§ **Task objective**
Reproduce every line of the records below with no changes.
*** Supplied information
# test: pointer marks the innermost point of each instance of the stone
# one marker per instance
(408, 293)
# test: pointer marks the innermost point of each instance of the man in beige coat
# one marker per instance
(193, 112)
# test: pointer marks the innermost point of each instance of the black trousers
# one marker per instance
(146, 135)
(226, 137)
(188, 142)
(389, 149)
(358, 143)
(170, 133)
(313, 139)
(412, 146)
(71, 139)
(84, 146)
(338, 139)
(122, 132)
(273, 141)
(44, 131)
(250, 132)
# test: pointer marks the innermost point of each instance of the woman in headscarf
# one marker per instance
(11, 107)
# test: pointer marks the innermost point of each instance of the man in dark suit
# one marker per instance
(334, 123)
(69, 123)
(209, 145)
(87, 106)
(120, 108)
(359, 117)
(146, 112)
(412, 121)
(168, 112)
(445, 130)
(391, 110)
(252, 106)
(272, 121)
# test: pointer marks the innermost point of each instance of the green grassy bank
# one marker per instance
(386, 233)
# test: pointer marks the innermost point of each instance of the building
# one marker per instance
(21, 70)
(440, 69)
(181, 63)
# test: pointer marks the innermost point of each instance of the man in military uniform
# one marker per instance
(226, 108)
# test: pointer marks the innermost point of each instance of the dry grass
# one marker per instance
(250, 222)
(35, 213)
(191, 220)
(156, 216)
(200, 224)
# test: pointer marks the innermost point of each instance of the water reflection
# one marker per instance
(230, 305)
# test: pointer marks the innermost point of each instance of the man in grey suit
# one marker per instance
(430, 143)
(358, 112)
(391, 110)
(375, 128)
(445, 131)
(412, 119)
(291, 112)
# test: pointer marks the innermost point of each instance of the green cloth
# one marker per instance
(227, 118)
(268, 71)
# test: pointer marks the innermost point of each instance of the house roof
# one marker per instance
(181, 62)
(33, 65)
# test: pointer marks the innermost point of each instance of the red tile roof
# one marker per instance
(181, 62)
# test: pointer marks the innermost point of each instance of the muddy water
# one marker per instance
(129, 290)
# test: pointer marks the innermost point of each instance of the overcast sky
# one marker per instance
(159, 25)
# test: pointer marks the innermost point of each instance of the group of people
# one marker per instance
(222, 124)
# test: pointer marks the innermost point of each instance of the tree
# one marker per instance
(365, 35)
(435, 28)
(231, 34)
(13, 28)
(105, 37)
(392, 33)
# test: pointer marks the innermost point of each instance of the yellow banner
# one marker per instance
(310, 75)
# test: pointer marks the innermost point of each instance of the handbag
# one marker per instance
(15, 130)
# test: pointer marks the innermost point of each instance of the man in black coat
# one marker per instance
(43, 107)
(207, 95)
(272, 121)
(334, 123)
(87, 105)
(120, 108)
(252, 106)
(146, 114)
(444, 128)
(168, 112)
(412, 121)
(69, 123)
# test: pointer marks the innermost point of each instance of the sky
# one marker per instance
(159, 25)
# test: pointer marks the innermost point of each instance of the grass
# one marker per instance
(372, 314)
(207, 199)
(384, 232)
******
§ **Answer to this exercise**
# test: pointer marks the innermost point of each instance of the stone
# one marker per instance
(408, 293)
# test: pointer marks the innermost point of each instance of the man in beige coat
# one marker per instance
(193, 112)
# test: pointer marks the innermost point of each instance of the black trousers
# one marker per instance
(146, 135)
(226, 137)
(188, 142)
(389, 149)
(358, 143)
(170, 133)
(313, 139)
(412, 146)
(71, 139)
(84, 146)
(338, 139)
(122, 132)
(273, 141)
(44, 131)
(250, 132)
# test: pointer marks the innermost point of each instance of the woman in headscarf
# one marker per instance
(11, 107)
# test: pointer marks the innermost point of each instance of the man in dark suit
# one marker per instance
(334, 123)
(69, 123)
(209, 145)
(87, 106)
(120, 108)
(359, 117)
(146, 112)
(412, 121)
(168, 112)
(445, 130)
(391, 110)
(252, 106)
(272, 121)
# test: pointer marks the innermost point of each instance of the green grassy bank
# one marker per instance
(386, 233)
# test: pointer marks the innermost point of each instance of the building
# one marker per instance
(21, 70)
(440, 69)
(181, 63)
# test: pointer marks the innermost point of each instance of the man in military uniform
# one marker per instance
(226, 108)
# test: pointer marks the innermost point of each instance of the dry grass
# one marker per instance
(250, 222)
(35, 213)
(191, 220)
(156, 216)
(200, 224)
# test: pointer marks the innermost point of each instance of the water reflection
# one marker per instance
(230, 305)
# test: pointer marks the innermost point of each instance of the man in grey suit
# one marker per instance
(430, 143)
(358, 112)
(391, 110)
(375, 128)
(445, 131)
(412, 119)
(291, 112)
# test: pointer marks the innermost point of each instance of the green cloth
# one marker per instance
(227, 118)
(268, 71)
# test: pointer marks the innermost point of each instance of the house roof
# one marker per instance
(181, 62)
(33, 65)
# test: pointer marks the innermost point of each instance of the red tile roof
# one marker per instance
(181, 62)
# test: pointer marks the innermost point of each instance of the muddy water
# one marker per instance
(129, 290)
# test: pointer marks the innermost point of each instance of the overcast sky
# one marker per instance
(159, 25)
# test: pointer marks the innermost point of each instance of the group of people
# one marker per instance
(222, 124)
# test: pointer marks the innermost point of each instance of the tree
# one marker per instance
(365, 35)
(435, 28)
(231, 34)
(13, 28)
(105, 37)
(392, 33)
# test: pointer marks the innermost point of each instance of the yellow banner
# one marker per instance
(310, 75)
# test: pointer marks the innermost point of each instance of the handbag
# one marker per instance
(15, 130)
# test: pointer marks the innermost point of each instance of the man in black coat
# one marker per instance
(43, 107)
(207, 95)
(272, 121)
(334, 123)
(87, 105)
(120, 108)
(252, 106)
(146, 114)
(444, 128)
(168, 112)
(412, 121)
(69, 123)
# test: pointer marks the innermost point of each instance of the sky
# one marker per instance
(159, 25)
# test: pointer marks the innermost point of each instance of the grass
# one marker per instance
(372, 314)
(207, 199)
(384, 232)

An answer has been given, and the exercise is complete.